• **What this task involves**
Read the data and repeat all of it exactly.

• **Provided entries**
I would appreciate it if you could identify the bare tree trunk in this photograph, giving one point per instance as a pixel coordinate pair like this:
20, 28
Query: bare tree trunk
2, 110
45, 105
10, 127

• **Answer section**
I would appreciate it if you could identify the bare tree trunk in this photograph, giving one point per instance as a pixel coordinate pair like this:
20, 28
Query: bare tree trunk
2, 110
45, 105
10, 127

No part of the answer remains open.